--- start Page extract ---
# **<span style="color: black;">STAT 201 Project Proposal - Group 38</span>** 
##### **-- by Pushya Jain, Jingyuan Liu, Ty Stevenson & Bowen Tian**

## **Statistical inference on crime statistics of Vancouver**

### **Introduction**

<span style="color: black;">In our STAT201 group project, we propose the following question of interest: **How does the proportion of violent and non violent crimes vary throughout the day?** With the rise of unprovoked stranger attacks and safety concerns for Vancouverites, we will seek to better understand the relation of criminal activity and time of day. The data is provided by the Vancouver Police Department on the open source “geodash” website. We will be using the data from 2003 to 2022 for all neighborhoods within the Vancouver municipal proper. The goal of this study is to understand if daytime and nighttime hours tend to harbour different types of crimes, which may be useful in further inferences about the motivations behind such crimes (CS Wisdom et H. Torch). These trends can also assist in predicting criminal activity and developing preventive and punitive methods to reduce crime, and understand the underlying social problems conducive to crimes (University of Minnesota).</span>

In [4]:
### Load all necessary packages into R and set the seed. Run this cell before continuing.
library(tidyverse)
library(tidymodels)
library(gridExtra)
library(repr)
library(cowplot)
library(broom)
library(digest)
library(infer)
library(gridExtra)
set.seed(38)
options(repr.matrix.max.rows = 8)

SyntaxError: expression cannot contain assignment, perhaps you meant "=="? (1502476855.py, line 12)
--- end Page extract ---
--- start Supplied data ---
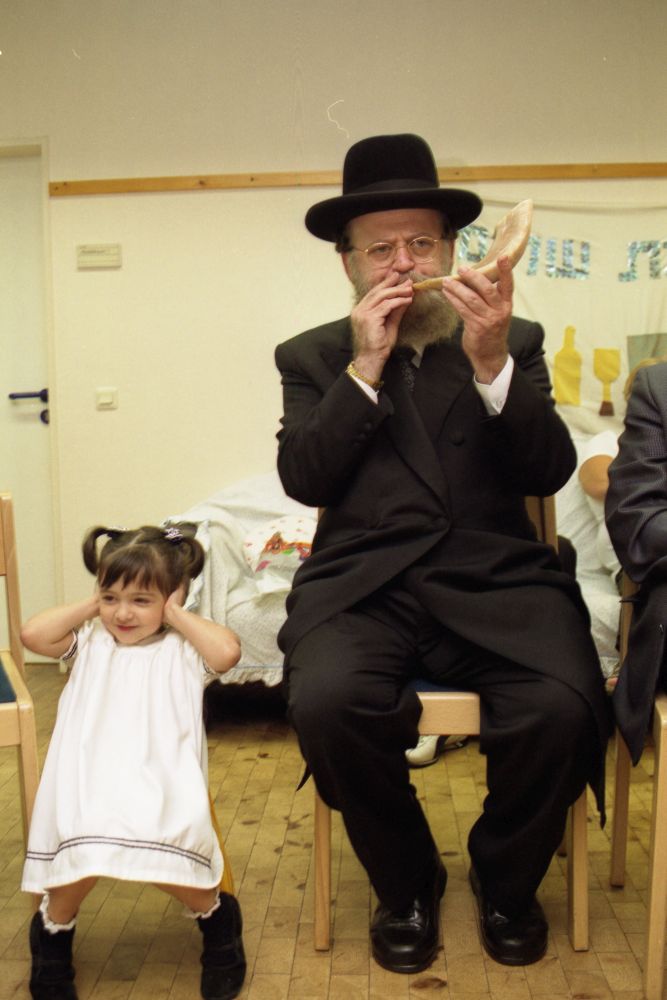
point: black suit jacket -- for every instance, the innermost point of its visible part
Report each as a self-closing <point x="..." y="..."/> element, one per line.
<point x="636" y="513"/>
<point x="430" y="480"/>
--- end Supplied data ---
• [Problem set]:
1 - Answer these about the Vancouver crime proposal:
(a) Which organization provides the data used in the study?
(b) Which range of years will the study use?
(c) What number is passed to set.seed?
2 - Put this sentence from the Vancouver crime proposal into Spanish: "The data is provided by the Vancouver Police Department on the open source “geodash” website."
3 - Carry the Vancouver crime proposal forward from the point where it stops.
The data shown here comes from a separate source and is unrelated to the text.

• [Expected responses]:
1 -
(a) The Vancouver Police Department
(b) 2003 to 2022
(c) 38

2 - Los datos son proporcionados por el Departamento de Policía de Vancouver en el sitio web de código abierto “geodash”.

3 -
### **Preliminary results**

<span style="color: black;">In our preliminary and exploratory analysis, we downloaded the dataset as csv and imported it into R. We immediately noticed that there are spikes in the distribution around midnight, noon, and to a lesser extent at regular intervals (hourly, 30-minutes, 15-minutes, etc.). We assumed this to be an artifact of estimating crime time in instances where the precise time is unknown. To counteract this problem, we used a histogram to bin the dataset by the hour and removed values at midnight and noon. This may cause the unintended effect of removing useful data. However, as we are comparing the two groups by daytime and nighttime, it should have little effect on the proportions calculated. The histograms in question are shown below:</span>

In [3]:
#Read the raw data from the web using its url.
url <- "https://raw.githubusercontent.com/PUSH-YA/stat-201-2022w1-group-38/main/crimedata_csv_AllNeighbourhoods_AllYears.csv"
vancouver_crime_raw_data <- read_csv(url)
head(vancouver_crime_raw_data)

#Initial population distribution
pop_plot <- vancouver_crime_raw_data %>% 
            ggplot() +
            geom_histogram(aes(x = HOUR), bins = 24) +
            labs(x = "time of the day (hour)", 
                title = "Distribution of # of crimes and their times",
                y = "count")

#Cleaning the data
vancouver_clean_data <- vancouver_crime_raw_data %>%
                            filter(!(HOUR == 0 & MINUTE == 0)) %>%
                            select(TYPE, HOUR, MINUTE)

pop_plot_clean <- vancouver_clean_data %>% 
            ggplot() +
            geom_histogram(aes(x = HOUR), bins =24) +
            labs(x = "time of the day (hour)", 
                title = "Cleaned distribution of # of crimes and their times",
                y = "count")

options(repr.plot.width=12, repr.plot.height=4)
grid.arrange(pop_plot, pop_plot_clean, ncol =2)

SyntaxError: invalid syntax (1068983756.py, line 7)

Checking the types of the crime in the data set

In [None]:
#Checking the types of crims
crime_types <- vancouver_crime_raw_data %>%
                group_by(TYPE) %>%
                summarise(count = n()) %>%
                pivot_wider(
                    names_from = TYPE,
                    values_from = count
                )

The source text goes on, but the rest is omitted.